**Problem details:**
Reproduce the following entries word for word, omitting the pictures.

═════ Data shown ═════

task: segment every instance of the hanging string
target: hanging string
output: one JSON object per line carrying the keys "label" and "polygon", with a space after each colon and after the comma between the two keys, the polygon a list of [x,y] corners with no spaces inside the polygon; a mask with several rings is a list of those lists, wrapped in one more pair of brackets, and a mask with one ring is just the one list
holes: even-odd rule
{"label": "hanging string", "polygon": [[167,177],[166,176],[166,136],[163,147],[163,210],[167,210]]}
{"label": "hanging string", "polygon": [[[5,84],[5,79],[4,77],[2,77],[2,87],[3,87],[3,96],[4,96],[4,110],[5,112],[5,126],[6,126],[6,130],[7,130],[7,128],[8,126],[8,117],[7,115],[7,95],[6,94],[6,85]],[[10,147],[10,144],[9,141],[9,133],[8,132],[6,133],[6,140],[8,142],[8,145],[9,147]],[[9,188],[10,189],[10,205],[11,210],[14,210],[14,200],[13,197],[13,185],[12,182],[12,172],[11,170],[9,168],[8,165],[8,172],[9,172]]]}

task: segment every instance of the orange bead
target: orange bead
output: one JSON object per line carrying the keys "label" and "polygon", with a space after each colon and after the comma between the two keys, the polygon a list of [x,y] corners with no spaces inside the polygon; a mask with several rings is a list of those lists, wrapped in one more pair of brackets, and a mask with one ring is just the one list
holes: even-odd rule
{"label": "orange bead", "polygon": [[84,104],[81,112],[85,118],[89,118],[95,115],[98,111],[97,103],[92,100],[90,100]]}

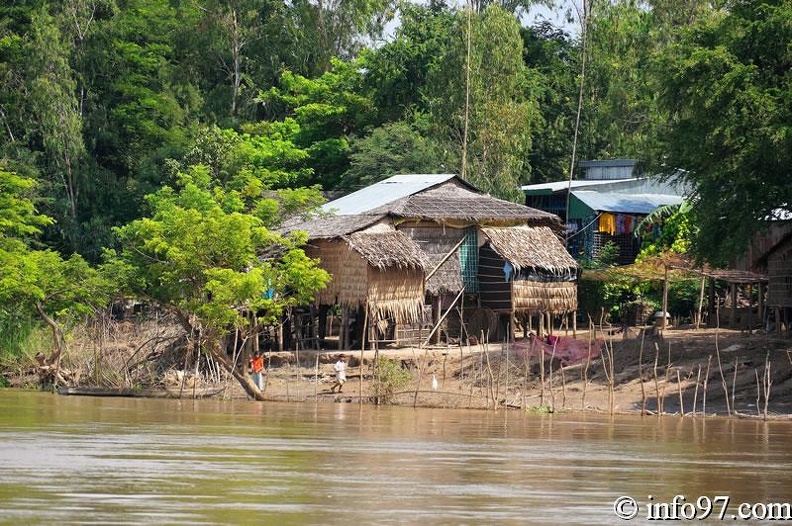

═════

**Written answer:**
task: segment every instance of the hanging string
target: hanging string
output: one JSON object per line carrying the keys "label" and "polygon", with a space after each colon and after the comma between the two keys, the polygon a list of [x,y] corners with no spaces inside the polygon; a mask with several rings is a list of those lists, wrapped in one more pair of brackets, and a mask with one ring is just the one list
holes: even-odd rule
{"label": "hanging string", "polygon": [[167,177],[166,176],[166,136],[163,147],[163,210],[167,210]]}
{"label": "hanging string", "polygon": [[[5,84],[5,79],[4,77],[2,77],[2,87],[3,87],[3,96],[4,96],[4,110],[5,112],[5,126],[6,126],[6,130],[7,130],[7,128],[8,126],[8,117],[7,115],[7,95],[6,94],[6,85]],[[10,147],[10,144],[9,141],[9,133],[8,132],[6,133],[6,140],[8,142],[8,145],[9,147]],[[9,188],[10,189],[10,205],[11,210],[14,210],[14,200],[13,197],[13,185],[12,182],[12,172],[11,170],[9,168],[8,165],[8,172],[9,172]]]}

task: segment every instance of the orange bead
target: orange bead
output: one JSON object per line carrying the keys "label" and "polygon", with a space after each colon and after the comma between the two keys, the polygon a list of [x,y] corners with no spaces inside the polygon; a mask with several rings is a list of those lists, wrapped in one more pair of brackets, and a mask with one ring is just the one list
holes: even-odd rule
{"label": "orange bead", "polygon": [[84,104],[81,112],[85,118],[89,118],[95,115],[98,111],[97,103],[92,100],[90,100]]}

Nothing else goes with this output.